Try it: The listing below must be copied exactly and in full.

Input data:
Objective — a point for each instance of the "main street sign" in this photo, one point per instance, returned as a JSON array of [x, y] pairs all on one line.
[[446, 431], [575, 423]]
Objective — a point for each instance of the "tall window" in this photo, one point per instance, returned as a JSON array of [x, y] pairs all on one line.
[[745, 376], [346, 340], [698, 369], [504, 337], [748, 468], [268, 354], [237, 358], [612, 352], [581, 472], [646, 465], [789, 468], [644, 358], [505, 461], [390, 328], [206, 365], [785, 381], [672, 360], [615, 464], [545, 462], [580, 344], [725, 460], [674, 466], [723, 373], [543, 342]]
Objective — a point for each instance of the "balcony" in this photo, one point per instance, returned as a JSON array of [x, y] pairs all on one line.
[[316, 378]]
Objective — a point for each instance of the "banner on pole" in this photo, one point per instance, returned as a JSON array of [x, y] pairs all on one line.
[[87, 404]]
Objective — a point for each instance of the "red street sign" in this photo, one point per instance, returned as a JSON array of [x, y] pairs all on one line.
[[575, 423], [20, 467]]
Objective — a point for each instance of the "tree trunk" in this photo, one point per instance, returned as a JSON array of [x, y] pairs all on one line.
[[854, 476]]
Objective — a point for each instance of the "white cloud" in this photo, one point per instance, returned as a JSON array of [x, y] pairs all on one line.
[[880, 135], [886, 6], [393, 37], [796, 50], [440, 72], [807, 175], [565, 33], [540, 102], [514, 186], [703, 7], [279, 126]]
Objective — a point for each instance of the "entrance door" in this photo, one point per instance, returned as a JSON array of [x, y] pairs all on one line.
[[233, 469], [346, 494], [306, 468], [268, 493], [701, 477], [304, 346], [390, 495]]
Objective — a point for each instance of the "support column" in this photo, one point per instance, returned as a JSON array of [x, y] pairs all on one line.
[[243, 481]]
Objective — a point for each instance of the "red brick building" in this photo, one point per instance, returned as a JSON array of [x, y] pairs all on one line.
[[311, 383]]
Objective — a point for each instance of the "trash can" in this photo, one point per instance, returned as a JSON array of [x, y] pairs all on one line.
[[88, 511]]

Output for this exercise:
Objective — a point for each instance of the "main street sign" in this photo, one point per instance, returned as a JSON array of [x, y] pairs all on one line.
[[446, 431], [575, 423]]
Objective — a point for each instance of the "tall window" in this photo, one point per instance, returned as a JSON array of [x, y] pairs all on one line.
[[745, 376], [346, 340], [698, 369], [504, 337], [748, 468], [268, 354], [237, 358], [612, 352], [581, 472], [646, 465], [789, 468], [644, 358], [505, 461], [390, 328], [206, 365], [785, 381], [672, 360], [615, 464], [545, 462], [580, 344], [725, 460], [674, 466], [723, 373], [543, 342]]
Objective — a point for each instance of the "balcony" in this photo, one point per instance, returned as a JSON array of [x, y] pairs all on one line.
[[316, 378]]
Objective — a point for each instance of the "banner on pole" in this photo, one point per instance, returned as a JSON array of [x, y] pairs all on one line.
[[87, 404]]
Objective — a point for each instance of the "red street sign" in this photo, one point per instance, returned as a JSON array of [x, y] pairs all on one line.
[[575, 423], [20, 467]]
Objective — a point for each instance of the "tree trunk" in this photo, one point per instance, returned as a JSON array of [x, y] pairs all on one line.
[[854, 476]]
Objective — a point for each instance of the "white cloud" in this photo, one point per instance, returned as a JSON array of [x, y] pairs all on one line.
[[880, 135], [886, 6], [393, 37], [796, 50], [440, 72], [807, 175], [565, 33], [540, 102], [514, 186], [703, 7], [279, 126]]
Objective — a point for each instance of the "entrance door" in this photo, one point per instance, returned as a JSON array of [x, y] pairs all on one line.
[[233, 469], [346, 494], [306, 468], [268, 493], [701, 477], [304, 346], [390, 495]]
Objective — a point for each instance of the "support column" in this photo, one point per instance, returned as a JSON array of [x, y] pairs all on one line.
[[243, 481]]
Objective — a point for each instance of the "red brick building" in this photo, one point per instance, returned as a JSON array of [x, y] pairs all on one line.
[[311, 383]]
Objective — a point for each instance of the "trash can" in this photo, one point per instance, returned as a JSON array of [x, y] pairs all on one line.
[[88, 511]]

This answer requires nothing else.